EXERCISE DIRECTIONS:
Pick out every line of the records that contains the string "black", matching case exactly, and copy each such line.

TASK INPUTS:
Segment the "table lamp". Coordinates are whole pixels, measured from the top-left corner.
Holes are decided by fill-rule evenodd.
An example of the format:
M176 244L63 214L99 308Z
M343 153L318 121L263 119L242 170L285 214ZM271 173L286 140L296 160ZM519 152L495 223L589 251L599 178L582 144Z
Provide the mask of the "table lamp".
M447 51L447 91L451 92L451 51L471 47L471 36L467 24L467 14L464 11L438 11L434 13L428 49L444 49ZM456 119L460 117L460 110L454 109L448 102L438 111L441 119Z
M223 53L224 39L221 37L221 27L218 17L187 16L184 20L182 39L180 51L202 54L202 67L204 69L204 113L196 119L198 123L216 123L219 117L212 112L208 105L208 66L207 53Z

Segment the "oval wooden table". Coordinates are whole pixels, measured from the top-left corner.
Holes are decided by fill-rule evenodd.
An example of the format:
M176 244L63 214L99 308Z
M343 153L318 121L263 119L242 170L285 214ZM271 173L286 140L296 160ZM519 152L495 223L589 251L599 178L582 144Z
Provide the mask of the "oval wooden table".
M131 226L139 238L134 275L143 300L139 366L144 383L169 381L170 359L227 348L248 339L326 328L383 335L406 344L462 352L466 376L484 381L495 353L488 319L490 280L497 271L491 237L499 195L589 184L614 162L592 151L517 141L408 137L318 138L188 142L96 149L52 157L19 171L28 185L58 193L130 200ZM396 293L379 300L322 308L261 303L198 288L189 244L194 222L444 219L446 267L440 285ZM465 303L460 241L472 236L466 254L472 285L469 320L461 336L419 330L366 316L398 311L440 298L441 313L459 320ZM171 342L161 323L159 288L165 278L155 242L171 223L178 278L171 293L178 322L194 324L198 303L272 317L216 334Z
---
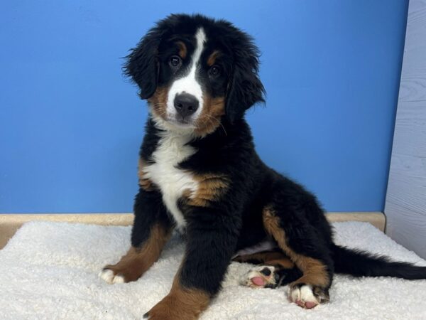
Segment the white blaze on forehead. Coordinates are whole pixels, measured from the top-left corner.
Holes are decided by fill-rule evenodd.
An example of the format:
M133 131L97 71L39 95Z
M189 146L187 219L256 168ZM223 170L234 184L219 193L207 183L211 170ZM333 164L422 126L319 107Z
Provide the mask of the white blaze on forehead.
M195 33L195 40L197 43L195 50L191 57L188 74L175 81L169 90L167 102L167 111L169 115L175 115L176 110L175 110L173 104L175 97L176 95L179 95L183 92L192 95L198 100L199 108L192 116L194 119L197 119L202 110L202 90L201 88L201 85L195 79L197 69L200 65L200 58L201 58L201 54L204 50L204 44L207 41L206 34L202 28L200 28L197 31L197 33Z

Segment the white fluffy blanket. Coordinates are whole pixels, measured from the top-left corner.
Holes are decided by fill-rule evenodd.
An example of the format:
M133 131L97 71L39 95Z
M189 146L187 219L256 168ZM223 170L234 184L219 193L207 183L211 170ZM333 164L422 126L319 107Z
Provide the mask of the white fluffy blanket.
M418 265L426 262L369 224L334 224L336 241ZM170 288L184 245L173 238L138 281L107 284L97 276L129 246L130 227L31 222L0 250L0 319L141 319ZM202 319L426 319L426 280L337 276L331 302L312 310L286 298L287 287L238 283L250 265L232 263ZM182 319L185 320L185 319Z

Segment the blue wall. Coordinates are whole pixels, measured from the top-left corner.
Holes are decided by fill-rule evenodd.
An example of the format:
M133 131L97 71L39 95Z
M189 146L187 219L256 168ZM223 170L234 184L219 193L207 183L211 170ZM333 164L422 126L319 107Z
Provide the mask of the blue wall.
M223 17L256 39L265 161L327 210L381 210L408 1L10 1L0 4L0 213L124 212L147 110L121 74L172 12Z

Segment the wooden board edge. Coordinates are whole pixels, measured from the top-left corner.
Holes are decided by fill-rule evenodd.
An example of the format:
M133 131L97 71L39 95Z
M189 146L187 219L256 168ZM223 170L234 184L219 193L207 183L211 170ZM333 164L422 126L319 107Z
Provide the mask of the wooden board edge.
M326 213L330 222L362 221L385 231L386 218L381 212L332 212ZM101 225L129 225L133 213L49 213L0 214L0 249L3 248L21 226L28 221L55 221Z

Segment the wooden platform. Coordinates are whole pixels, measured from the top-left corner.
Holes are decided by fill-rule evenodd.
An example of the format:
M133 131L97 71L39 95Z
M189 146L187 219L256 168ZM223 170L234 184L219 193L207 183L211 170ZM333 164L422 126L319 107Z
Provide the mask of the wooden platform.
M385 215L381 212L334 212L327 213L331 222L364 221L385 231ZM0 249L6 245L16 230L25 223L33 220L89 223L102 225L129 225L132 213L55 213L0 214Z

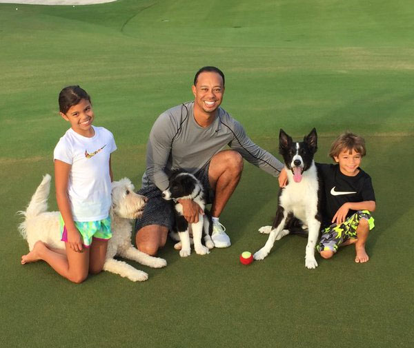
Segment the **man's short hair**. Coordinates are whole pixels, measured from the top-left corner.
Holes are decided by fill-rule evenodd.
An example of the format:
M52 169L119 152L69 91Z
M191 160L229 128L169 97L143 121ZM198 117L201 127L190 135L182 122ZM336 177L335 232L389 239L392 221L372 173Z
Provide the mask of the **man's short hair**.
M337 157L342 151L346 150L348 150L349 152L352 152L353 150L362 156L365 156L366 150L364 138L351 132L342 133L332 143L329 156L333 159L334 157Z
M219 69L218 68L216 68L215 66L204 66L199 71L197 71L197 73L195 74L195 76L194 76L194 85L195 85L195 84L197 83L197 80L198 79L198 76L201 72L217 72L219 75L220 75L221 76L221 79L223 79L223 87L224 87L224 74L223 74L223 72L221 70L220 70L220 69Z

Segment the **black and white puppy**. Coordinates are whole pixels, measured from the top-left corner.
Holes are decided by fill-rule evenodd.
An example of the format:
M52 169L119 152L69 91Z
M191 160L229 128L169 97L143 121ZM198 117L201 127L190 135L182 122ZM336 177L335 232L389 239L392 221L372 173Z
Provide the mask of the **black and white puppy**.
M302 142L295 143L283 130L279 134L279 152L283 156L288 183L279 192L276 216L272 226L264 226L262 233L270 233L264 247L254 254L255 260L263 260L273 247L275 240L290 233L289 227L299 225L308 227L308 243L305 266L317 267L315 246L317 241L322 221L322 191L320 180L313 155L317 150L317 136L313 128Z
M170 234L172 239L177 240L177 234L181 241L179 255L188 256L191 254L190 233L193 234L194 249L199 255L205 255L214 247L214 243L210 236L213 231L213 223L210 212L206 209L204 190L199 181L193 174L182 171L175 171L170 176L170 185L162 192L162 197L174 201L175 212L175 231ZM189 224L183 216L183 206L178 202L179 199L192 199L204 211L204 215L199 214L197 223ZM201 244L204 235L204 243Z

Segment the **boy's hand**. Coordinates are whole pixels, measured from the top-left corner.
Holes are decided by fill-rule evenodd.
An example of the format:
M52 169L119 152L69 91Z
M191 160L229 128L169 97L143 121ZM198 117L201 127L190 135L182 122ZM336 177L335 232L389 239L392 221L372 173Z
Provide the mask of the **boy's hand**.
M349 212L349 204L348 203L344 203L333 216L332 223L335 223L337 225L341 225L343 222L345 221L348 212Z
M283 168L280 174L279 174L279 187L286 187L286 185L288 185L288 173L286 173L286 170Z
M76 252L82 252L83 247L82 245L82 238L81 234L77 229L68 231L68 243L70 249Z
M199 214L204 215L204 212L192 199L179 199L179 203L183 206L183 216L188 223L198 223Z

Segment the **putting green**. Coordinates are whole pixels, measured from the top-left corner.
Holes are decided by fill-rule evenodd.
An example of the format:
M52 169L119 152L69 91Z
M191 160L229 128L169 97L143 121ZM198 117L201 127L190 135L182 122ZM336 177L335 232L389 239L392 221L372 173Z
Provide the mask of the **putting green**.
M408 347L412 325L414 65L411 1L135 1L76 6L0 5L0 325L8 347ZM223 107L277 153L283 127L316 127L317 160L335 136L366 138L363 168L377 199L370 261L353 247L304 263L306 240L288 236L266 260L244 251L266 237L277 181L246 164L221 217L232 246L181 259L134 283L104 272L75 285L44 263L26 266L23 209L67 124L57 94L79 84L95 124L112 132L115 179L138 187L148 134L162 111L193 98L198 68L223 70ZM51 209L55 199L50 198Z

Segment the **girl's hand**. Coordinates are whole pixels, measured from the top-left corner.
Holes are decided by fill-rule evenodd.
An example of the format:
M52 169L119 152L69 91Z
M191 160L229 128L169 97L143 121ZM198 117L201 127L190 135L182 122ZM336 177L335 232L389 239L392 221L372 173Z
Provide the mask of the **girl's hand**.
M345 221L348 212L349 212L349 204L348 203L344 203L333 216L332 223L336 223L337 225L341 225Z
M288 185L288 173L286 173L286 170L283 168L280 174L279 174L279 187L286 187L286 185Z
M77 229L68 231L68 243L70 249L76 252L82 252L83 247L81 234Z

OUTPUT BELOW:
Segment the **black and white puppy**. Coordinates are whole pixels, measured from the top-left corner.
Provide the mask of the **black and white puppy**.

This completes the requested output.